┌──

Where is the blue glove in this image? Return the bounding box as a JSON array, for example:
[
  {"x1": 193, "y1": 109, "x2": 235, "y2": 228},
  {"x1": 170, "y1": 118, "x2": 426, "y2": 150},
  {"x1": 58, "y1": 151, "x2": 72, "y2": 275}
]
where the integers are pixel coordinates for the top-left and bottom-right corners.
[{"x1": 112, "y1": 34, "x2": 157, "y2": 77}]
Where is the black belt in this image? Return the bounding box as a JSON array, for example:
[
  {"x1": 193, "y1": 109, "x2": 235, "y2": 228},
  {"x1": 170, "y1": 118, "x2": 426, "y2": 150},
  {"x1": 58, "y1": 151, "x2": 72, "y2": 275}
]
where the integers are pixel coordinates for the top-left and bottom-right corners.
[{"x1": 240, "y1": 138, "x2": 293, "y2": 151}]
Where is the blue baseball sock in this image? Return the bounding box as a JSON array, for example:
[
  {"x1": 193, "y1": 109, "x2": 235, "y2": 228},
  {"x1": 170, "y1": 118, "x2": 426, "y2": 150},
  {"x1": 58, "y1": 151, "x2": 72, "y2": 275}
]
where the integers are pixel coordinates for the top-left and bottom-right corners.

└──
┌──

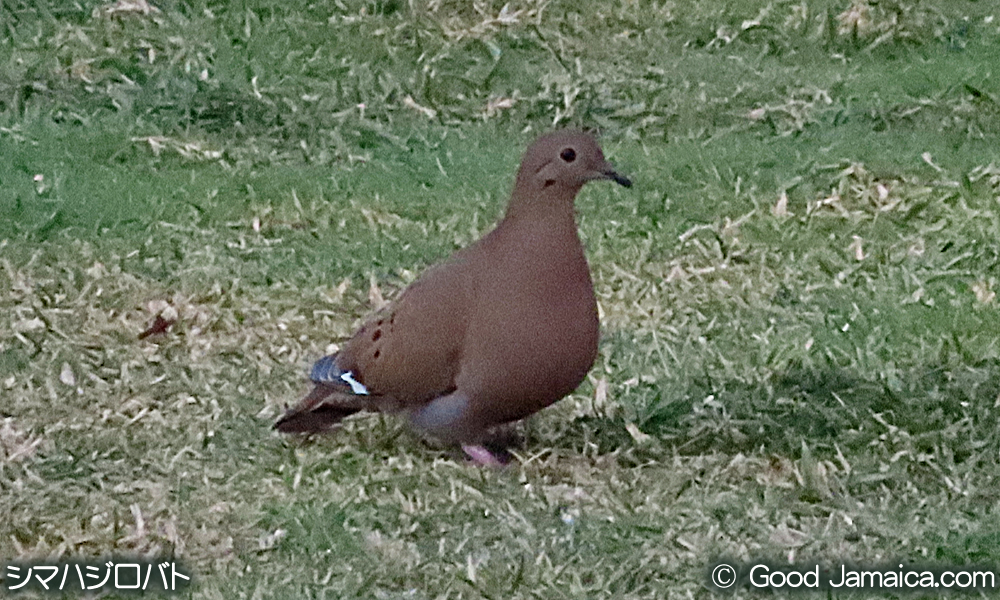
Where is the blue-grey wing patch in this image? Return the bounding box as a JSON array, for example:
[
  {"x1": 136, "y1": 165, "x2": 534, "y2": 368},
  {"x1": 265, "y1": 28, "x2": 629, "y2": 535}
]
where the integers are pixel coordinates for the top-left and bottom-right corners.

└──
┌──

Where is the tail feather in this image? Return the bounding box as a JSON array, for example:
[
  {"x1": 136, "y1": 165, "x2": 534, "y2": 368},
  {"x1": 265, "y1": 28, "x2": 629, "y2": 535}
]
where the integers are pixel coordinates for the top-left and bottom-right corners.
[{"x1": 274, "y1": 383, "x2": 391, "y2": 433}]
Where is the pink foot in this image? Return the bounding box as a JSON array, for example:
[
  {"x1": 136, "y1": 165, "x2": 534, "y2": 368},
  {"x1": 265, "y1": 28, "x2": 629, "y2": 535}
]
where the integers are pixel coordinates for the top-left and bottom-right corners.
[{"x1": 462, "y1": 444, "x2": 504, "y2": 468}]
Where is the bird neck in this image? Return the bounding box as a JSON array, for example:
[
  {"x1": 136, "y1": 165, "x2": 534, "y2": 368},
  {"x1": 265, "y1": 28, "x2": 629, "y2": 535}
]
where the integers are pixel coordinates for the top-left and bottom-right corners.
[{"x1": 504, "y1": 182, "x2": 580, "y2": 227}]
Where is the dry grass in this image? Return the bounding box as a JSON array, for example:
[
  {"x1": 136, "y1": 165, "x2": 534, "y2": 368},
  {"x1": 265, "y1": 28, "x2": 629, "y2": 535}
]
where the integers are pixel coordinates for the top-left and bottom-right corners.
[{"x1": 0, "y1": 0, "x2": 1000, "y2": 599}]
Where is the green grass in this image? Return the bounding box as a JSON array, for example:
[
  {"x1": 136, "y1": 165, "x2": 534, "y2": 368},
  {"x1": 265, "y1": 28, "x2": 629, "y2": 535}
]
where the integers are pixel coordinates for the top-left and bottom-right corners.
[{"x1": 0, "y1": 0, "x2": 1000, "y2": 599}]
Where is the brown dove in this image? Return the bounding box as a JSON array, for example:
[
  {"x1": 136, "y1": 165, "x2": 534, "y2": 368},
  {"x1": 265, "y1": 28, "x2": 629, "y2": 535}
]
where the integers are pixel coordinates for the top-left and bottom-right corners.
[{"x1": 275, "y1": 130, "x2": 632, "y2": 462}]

└──

** Exercise task **
Please pick out each line in the material above that contains the word "grass" and copy those lines in full. Case counts.

** Written reply **
Where is the dry grass in this image? Return the bounding box as a JSON array, for example:
Where is the green grass in this image? Return the bounding box as a JSON array, for example:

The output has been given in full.